Excerpted text |
Monday, April 24, 2023

Delays Continue to Plague BC Workers Struggling to Access Justice

Story by The Canadian Press • 21h ago

The B.C. agency tasked with protecting workers’ legal rights is failing to meet its own targets in 80 per cent of the complaints it handles, leaving thousands of workers waiting months or years to recoup unpaid wages.

The province’s Employment Standards Branch aims to resolve disputes between employers and workers within 180 days, but only managed to do so in 20 per cent of the more than 7,700 cases it handled last year.

Andreea Micu, a legal advocate with the Worker Solidarity Network, says workers are often waiting a year or more to get help from the branch, whose officers can compel employers to pay workers wages, severance and other money they might be owed under the Employment Standards Act.

The branch gives low-income workers a chance to get justice without needing to hire a lawyer and sue. But Micu said the long waits have discouraged some workers from applying.

“Instead of the employer being deterred from breaking the law, it actually deters employees from going after their rights,” Micu said.

The data illustrates how the branch has struggled to fulfil its mission after what advocates describe as decades of underfunding.

In 2018, the branch received 4,937 complaints and resolved roughly 90 per cent of all the complaints it received in the 2018-19 fiscal year.

Shortly after, the NDP government removed a “self-help” requirement introduced by the former BC Liberal government that denied workers access to the branch until they had attempted to resolve complaints with the employer on their own.

What you have to do | Continue the news report on delays at the B.C. Employment Standards Branch, picking up after its final sentence.

Extracted material |
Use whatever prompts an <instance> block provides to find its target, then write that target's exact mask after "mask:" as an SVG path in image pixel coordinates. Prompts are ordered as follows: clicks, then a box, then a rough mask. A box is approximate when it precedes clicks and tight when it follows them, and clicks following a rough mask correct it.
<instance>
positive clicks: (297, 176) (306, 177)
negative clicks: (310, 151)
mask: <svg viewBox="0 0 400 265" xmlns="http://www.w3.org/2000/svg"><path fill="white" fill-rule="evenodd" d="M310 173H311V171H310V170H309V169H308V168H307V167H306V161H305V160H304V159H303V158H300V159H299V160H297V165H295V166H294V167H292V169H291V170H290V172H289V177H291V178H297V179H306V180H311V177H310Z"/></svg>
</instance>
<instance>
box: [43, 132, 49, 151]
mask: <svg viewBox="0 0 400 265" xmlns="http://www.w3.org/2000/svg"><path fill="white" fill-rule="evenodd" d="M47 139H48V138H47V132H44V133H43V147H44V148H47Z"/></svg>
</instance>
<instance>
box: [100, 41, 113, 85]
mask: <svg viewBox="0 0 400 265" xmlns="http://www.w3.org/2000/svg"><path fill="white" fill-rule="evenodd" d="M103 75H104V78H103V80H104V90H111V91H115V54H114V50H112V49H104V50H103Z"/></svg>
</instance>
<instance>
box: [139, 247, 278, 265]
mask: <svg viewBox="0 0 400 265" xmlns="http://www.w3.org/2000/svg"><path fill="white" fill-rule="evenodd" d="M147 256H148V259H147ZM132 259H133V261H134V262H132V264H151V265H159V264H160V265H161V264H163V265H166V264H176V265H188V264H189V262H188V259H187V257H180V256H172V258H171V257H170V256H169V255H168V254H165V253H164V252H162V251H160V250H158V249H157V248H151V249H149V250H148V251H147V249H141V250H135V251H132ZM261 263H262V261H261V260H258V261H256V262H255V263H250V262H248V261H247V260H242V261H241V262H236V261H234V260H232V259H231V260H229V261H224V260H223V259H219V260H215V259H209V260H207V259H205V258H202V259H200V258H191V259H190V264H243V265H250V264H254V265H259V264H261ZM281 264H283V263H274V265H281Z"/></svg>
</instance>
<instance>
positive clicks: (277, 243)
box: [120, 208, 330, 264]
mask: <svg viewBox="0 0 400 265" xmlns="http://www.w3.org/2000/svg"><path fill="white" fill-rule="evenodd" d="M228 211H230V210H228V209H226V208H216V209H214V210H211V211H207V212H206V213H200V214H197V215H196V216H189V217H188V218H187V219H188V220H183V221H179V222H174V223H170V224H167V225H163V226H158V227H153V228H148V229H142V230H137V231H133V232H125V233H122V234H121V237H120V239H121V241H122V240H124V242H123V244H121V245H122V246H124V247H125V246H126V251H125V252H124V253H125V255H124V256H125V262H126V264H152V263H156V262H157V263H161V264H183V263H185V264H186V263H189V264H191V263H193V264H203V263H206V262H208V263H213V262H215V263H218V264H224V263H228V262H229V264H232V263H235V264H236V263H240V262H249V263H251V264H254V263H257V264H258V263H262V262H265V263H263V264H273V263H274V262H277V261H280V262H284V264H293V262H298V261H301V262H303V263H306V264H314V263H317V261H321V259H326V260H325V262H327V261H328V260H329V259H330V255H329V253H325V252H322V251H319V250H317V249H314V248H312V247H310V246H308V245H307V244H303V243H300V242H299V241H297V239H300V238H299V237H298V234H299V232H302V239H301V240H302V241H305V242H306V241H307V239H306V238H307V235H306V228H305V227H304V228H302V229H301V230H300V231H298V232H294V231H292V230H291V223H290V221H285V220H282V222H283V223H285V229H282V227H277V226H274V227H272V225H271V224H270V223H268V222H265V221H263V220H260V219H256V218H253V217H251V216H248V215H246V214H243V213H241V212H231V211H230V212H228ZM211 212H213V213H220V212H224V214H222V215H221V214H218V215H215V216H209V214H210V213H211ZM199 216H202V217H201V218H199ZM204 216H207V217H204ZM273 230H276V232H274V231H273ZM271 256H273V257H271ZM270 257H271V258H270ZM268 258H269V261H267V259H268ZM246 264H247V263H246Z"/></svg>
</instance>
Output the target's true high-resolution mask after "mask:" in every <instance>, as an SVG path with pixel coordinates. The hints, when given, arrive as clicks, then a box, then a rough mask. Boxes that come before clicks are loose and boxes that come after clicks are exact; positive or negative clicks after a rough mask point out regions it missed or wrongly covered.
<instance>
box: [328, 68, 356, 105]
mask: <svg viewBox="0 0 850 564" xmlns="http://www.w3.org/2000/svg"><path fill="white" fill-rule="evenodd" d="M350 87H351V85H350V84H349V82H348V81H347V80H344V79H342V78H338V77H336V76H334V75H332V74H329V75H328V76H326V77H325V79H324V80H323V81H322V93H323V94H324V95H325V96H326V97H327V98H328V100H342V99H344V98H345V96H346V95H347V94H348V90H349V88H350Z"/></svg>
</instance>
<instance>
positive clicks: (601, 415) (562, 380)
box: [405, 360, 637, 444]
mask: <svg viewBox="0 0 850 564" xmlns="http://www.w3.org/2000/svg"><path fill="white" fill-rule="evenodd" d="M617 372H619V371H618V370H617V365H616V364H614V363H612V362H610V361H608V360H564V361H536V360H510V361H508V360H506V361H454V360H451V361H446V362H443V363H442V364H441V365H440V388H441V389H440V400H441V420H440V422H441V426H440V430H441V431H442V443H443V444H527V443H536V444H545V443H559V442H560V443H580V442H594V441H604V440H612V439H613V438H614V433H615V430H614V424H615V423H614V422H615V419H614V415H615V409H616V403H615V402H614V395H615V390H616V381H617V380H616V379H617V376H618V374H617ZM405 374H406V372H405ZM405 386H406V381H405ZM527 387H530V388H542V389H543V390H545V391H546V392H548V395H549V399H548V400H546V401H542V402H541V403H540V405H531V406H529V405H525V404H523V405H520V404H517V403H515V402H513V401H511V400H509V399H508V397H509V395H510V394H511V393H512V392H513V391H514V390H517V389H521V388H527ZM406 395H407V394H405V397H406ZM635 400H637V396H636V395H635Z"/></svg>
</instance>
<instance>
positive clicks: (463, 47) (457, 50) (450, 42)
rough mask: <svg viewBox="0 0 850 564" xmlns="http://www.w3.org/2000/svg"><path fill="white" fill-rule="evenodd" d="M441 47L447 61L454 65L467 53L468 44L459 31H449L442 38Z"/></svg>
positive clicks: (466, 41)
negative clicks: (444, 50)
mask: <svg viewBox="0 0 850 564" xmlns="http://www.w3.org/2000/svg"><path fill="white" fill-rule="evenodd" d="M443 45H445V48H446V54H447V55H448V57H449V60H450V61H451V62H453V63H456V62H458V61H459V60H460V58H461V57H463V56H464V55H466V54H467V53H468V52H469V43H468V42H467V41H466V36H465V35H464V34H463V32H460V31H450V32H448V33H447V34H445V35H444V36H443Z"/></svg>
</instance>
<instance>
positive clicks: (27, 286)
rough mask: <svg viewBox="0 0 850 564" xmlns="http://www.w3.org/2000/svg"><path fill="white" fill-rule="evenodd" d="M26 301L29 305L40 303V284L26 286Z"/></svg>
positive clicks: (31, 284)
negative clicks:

Output for this exercise |
Labour advocates have argued that change was necessary because the kits were difficult to complete and suppressed claims from workers.

But the result was also a jump in complaints submitted to the branch, which meant a growing caseload.

Then the COVID-19 pandemic began, sparking a wave of layoffs that only increased the branch’s workload. An internal briefing notes obtained by The Tyee say the branch had a backlog of 4,548 cases as of January 2022, a 15-per-cent decrease from the same time period the previous year.


In a written statement, the Labour Ministry acknowledged the branch has seen a “dramatic” jump in demand for its services.

BC Liberal labour critic Greg Kyllo has argued government should have foreseen the spike in caseload and the resulting delays. In a previous interview with The Tyee, he said government should collect and release more data on where complaints were coming from.

Labour advocates, though, say it is indicative of a long-term funding problem at the branch, which lost a third of its 145 staff shortly after the BC Liberals came to power in 2001. In 2017, when the NDP were elected, the branch had the equivalent of just 96 full-time employees.

“It says to us that there’s not been enough money in the branch to make sure there are enough bodies there to do the work,” BC Federation of Labour president Sussanne Skidmore said in an interview last month.

Spending on the branch has roughly doubled since the NDP formed government and staffing has increased from 96 to 142 full-time equivalents.

Earlier this year, Labour Minister Harry Bains announced the branch would get a $3-million boost to its $14-million budget this year. The branch will also receive further funding boosts on top of in the two following fiscal years, which Bains said would support the hiring of the equivalent of 33 new full-time staff.

The branch is aiming to ensure 85 per cent of all cases are resolved within six months by the 2025-26 fiscal year.

Micu, though, says action is needed faster for workers facing delays.

She says branch staff are under pressure to resolve files quickly and some new officers seem unfamiliar with the province’s labour laws.

In one case, she said, a worker who contacted the network had been rebuffed by the branch, which wrongly said claims weren’t allowed based on constructive dismissal. (Constructive dismissal involves major changes to an employee’s job which are considered the equivalent of termination.)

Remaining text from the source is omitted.